Try it => Quote the passage on Greater Vancouver condo sale prices in its entirety, reproducing every line without alteration.

Passage shown =>
·····

Buyers looking for condos deals should consider shopping in the Tri-Cities or on the North Shore.
Sellers in Surrey and New Westminster who still want to list should consider doing so soon, given the strength of the current market.
Pandemic Impact on 2-Bedroom Condos
A similar pattern emerged when Roomvu analyzed the sale price to assessed value ratios pre- and post-pandemic.
According to the analysis, 2-bedroom condo sale prices were, as follows, across Greater Vancouver:
- Vancouver 2-bedroom condos sold, on average, for 7.5% above assessed value pre-COVID and only 5% above assessed value post-COVID;
- New Westminster 2-bedroom condos sold, on average, for 3.5% above assessed value pre-COVID and for 2.5% above assessed value post-COVID.
- Coquitlam and Port Coquitlam 2-bedroom condos sold, on average, for 7% above assessed value pre-COVID and rose slightly to 7.5% above assessed value post-COVID;
Sellers in the Tri-Cities who are looking to maximize sale prices in a low-inventory environment should consider listing their properties, despite restrictions imposed by the pandemic.
Buyers looking to purchase in the City of Vancouver should consider getting all pre-approvals in place now, as sellers appear to be incrementally lowering their prices in order to secure a sale.

·····

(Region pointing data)

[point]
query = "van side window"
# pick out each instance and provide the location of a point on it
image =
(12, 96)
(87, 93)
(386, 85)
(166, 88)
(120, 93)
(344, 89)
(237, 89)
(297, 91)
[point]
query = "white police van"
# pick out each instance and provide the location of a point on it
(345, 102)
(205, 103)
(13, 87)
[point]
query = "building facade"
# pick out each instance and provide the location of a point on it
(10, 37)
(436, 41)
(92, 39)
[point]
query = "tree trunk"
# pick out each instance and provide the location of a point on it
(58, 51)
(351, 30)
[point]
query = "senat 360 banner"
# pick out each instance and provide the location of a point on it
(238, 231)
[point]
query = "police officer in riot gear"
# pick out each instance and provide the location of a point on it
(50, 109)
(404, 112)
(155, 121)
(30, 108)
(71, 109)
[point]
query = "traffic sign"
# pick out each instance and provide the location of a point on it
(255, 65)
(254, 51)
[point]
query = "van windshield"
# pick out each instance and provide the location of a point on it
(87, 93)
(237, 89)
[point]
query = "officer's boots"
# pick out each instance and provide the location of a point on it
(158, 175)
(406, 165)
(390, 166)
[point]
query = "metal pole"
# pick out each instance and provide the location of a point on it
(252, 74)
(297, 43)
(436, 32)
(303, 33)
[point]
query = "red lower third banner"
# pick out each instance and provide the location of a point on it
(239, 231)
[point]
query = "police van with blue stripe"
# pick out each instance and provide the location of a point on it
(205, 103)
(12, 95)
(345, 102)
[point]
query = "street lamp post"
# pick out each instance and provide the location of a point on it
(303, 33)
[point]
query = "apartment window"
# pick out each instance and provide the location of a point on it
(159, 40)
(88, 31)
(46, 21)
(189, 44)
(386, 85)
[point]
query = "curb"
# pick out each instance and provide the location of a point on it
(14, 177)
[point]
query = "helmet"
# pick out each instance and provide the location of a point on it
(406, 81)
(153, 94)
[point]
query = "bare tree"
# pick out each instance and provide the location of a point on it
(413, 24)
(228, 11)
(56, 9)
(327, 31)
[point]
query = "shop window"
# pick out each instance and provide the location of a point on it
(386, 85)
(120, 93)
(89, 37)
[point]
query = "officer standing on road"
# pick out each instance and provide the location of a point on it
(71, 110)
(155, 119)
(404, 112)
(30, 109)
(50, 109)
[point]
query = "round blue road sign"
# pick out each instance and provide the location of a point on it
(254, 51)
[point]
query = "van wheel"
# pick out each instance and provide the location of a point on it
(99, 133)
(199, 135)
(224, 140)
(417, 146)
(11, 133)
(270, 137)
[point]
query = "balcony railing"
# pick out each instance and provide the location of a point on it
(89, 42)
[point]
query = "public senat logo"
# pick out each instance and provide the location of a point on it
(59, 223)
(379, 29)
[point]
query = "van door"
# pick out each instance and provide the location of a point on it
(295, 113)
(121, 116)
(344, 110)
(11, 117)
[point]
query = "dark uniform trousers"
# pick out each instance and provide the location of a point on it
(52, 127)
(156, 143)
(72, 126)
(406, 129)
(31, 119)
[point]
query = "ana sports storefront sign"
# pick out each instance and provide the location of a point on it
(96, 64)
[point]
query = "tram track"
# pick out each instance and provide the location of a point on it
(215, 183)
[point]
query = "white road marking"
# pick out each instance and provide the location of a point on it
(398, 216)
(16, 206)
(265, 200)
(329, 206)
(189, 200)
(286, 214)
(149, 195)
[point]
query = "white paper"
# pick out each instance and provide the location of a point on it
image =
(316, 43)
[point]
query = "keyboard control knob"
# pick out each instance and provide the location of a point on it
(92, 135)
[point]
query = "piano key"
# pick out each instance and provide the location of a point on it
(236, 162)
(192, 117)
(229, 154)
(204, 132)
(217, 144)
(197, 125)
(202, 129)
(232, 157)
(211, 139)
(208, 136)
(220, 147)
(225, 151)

·····

Output for this task =>
Buyers looking for condos deals should consider shopping in the Tri-Cities or on the North Shore.
Sellers in Surrey and New Westminster who still want to list should consider doing so soon, given the strength of the current market.
Pandemic Impact on 2-Bedroom Condos
A similar pattern emerged when Roomvu analyzed the sale price to assessed value ratios pre- and post-pandemic.
According to the analysis, 2-bedroom condo sale prices were, as follows, across Greater Vancouver:
- Vancouver 2-bedroom condos sold, on average, for 7.5% above assessed value pre-COVID and only 5% above assessed value post-COVID;
- New Westminster 2-bedroom condos sold, on average, for 3.5% above assessed value pre-COVID and for 2.5% above assessed value post-COVID.
- Coquitlam and Port Coquitlam 2-bedroom condos sold, on average, for 7% above assessed value pre-COVID and rose slightly to 7.5% above assessed value post-COVID;
Sellers in the Tri-Cities who are looking to maximize sale prices in a low-inventory environment should consider listing their properties, despite restrictions imposed by the pandemic.
Buyers looking to purchase in the City of Vancouver should consider getting all pre-approvals in place now, as sellers appear to be incrementally lowering their prices in order to secure a sale.